* [YOUR TASK]:
Copy the rows from the line containing "Place one keypoint per instance of the eroded" through the line containing "Target: rocky outcrop", replacing "keypoint" with "marker" and leaving everything else unchanged.

* [RECORDED DATA]:

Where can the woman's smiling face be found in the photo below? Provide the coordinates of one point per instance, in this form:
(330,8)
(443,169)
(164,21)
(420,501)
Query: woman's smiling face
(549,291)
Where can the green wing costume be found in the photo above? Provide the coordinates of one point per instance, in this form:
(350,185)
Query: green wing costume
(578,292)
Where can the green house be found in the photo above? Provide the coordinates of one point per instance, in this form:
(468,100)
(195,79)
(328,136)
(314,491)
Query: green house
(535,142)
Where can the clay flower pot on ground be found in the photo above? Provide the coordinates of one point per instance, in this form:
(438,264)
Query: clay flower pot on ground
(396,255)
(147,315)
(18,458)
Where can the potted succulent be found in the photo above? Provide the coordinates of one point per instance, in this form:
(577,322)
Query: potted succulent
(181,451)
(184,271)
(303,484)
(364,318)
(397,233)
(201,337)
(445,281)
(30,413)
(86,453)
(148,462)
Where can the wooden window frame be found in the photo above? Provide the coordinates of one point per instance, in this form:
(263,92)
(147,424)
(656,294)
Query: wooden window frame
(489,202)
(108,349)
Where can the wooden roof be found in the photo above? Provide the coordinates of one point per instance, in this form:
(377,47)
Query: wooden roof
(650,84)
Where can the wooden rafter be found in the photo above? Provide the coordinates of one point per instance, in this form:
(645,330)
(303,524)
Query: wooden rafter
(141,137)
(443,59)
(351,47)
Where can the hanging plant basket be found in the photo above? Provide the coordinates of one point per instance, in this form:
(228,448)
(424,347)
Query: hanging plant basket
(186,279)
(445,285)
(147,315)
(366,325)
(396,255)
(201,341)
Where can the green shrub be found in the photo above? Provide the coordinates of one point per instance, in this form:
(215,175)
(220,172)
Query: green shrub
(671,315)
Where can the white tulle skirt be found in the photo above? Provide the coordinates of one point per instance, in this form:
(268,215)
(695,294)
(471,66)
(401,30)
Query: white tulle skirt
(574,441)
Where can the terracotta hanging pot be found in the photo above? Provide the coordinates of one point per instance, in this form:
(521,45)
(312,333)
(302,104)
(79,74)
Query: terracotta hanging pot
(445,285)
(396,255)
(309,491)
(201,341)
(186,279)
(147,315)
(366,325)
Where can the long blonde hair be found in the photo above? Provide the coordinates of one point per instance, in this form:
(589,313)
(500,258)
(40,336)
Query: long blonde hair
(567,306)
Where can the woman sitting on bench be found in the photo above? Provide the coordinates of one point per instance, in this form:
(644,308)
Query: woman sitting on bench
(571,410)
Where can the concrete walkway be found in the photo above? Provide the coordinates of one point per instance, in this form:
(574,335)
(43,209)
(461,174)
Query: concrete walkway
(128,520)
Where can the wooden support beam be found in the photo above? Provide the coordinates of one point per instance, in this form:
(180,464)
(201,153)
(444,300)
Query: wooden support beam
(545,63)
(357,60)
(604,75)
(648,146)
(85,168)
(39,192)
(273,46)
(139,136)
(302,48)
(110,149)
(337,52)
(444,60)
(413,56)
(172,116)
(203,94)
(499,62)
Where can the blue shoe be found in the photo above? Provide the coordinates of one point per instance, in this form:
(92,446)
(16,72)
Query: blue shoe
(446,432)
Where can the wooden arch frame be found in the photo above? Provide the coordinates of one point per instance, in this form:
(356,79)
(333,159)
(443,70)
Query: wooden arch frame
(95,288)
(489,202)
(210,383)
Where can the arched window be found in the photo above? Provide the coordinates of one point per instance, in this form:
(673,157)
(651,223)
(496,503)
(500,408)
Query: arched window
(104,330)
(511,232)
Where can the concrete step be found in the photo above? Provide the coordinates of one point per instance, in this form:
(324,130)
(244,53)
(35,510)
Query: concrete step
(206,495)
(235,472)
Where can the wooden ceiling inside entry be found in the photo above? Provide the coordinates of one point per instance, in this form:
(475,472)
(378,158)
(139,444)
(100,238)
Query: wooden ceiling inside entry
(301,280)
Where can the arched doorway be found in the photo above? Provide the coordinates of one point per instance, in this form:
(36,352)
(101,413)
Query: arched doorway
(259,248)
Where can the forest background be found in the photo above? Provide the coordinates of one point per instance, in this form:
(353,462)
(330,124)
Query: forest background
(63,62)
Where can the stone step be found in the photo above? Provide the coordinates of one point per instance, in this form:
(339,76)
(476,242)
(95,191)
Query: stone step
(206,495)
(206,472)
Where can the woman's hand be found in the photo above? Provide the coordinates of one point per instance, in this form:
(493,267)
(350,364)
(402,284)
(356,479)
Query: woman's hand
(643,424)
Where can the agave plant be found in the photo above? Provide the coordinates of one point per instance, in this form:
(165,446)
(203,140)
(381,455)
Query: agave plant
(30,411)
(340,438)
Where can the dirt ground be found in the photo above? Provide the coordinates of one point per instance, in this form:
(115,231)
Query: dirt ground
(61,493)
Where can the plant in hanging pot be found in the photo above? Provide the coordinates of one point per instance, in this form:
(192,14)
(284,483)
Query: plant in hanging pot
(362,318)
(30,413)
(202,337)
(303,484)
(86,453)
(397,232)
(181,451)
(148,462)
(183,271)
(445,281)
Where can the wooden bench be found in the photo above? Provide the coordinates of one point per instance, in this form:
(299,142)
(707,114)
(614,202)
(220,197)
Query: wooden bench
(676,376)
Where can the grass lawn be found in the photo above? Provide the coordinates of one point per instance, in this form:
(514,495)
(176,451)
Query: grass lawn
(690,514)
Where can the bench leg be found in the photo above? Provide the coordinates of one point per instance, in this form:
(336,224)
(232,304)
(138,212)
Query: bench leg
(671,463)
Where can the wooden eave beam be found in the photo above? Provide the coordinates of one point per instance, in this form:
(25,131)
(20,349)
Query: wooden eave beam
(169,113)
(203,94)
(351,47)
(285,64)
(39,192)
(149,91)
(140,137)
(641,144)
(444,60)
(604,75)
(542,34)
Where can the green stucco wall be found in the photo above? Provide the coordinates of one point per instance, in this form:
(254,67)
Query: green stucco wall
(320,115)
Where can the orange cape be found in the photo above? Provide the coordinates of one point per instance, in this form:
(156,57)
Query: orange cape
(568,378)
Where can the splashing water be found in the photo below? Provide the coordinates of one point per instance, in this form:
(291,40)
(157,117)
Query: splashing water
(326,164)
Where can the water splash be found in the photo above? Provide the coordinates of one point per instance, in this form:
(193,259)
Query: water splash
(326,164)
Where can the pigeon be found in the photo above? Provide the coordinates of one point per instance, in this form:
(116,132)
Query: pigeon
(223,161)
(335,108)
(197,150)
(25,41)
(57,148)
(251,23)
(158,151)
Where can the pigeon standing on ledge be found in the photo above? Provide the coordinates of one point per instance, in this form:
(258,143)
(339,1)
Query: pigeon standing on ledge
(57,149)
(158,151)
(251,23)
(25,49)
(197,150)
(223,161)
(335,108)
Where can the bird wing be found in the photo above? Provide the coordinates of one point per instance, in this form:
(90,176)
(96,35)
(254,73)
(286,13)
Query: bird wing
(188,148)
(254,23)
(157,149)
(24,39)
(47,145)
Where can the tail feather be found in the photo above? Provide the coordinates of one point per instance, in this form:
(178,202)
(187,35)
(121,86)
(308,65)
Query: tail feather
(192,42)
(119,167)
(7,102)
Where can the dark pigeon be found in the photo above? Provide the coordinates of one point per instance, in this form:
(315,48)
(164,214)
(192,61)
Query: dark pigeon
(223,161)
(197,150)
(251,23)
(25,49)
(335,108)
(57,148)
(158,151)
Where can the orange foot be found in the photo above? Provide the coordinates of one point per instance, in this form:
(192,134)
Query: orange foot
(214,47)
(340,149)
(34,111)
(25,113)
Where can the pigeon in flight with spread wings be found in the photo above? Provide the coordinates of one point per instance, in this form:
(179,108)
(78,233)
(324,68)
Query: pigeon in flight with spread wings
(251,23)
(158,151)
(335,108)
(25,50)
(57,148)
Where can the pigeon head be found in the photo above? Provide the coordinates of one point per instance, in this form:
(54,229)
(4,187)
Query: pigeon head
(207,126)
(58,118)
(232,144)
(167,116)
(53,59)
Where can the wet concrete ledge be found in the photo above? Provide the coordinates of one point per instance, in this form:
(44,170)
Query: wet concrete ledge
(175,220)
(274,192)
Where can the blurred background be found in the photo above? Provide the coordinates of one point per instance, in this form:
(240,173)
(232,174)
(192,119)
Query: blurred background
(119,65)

==

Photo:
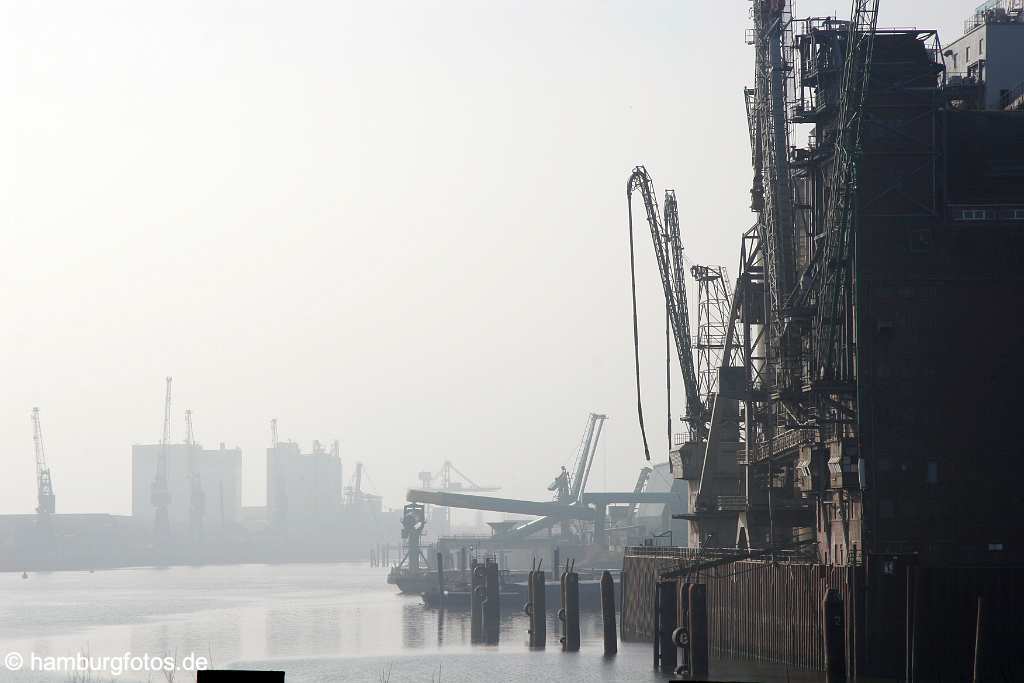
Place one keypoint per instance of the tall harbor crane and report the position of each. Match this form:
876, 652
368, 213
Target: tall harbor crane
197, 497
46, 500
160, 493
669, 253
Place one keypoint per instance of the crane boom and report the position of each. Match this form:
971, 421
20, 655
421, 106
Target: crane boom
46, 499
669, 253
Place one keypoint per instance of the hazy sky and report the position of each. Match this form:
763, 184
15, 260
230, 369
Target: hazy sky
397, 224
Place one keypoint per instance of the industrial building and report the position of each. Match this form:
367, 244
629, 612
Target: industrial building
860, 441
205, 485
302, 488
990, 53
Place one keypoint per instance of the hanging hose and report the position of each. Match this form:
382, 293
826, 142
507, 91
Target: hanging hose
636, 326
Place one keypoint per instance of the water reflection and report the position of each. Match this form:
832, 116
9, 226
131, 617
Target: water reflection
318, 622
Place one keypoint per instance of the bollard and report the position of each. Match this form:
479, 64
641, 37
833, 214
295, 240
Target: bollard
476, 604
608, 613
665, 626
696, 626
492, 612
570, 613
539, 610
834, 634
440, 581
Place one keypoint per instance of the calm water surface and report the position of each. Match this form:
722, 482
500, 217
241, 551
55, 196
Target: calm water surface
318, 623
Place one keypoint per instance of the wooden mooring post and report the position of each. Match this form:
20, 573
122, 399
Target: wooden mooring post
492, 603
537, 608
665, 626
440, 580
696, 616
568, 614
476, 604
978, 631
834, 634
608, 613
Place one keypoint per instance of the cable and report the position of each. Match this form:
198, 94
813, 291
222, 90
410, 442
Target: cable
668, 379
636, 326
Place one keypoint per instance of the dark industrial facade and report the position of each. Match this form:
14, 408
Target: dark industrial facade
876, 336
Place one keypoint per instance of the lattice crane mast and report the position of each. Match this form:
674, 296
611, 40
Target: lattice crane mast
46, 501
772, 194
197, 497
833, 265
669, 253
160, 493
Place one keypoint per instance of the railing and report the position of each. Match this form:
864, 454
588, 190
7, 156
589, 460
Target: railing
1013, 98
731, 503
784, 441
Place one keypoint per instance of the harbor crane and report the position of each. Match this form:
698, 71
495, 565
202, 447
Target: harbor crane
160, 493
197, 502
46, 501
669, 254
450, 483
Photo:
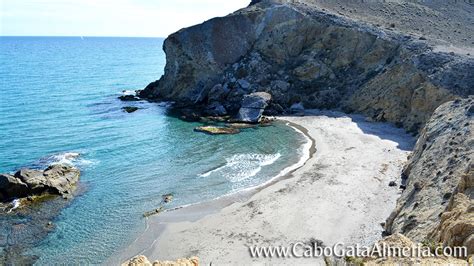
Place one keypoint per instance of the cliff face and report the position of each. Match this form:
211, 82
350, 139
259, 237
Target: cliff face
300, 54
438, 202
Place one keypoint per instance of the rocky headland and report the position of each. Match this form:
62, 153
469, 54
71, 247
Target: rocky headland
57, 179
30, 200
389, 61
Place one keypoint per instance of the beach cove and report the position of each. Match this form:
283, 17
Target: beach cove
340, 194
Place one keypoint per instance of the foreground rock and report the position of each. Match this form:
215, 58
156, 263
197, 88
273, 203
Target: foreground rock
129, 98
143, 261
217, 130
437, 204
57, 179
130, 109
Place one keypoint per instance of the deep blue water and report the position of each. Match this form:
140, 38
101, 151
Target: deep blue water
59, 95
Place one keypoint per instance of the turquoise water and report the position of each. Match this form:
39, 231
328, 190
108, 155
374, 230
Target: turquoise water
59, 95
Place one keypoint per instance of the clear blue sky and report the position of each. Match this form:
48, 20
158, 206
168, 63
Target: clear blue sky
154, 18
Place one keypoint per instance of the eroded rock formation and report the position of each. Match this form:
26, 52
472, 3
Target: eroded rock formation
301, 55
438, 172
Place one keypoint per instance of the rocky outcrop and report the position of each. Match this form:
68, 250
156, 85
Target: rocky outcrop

* [SOLUTION TO THIS EXERCISE]:
Place one marker per instance of the eroded rock formation and report the position of each. Match this form:
26, 52
472, 3
Target: eroded rock formation
301, 55
438, 172
Place one marker per instance of the rocky outcrop and report the position of each. Match this form:
68, 250
156, 85
Target: rocky outcrop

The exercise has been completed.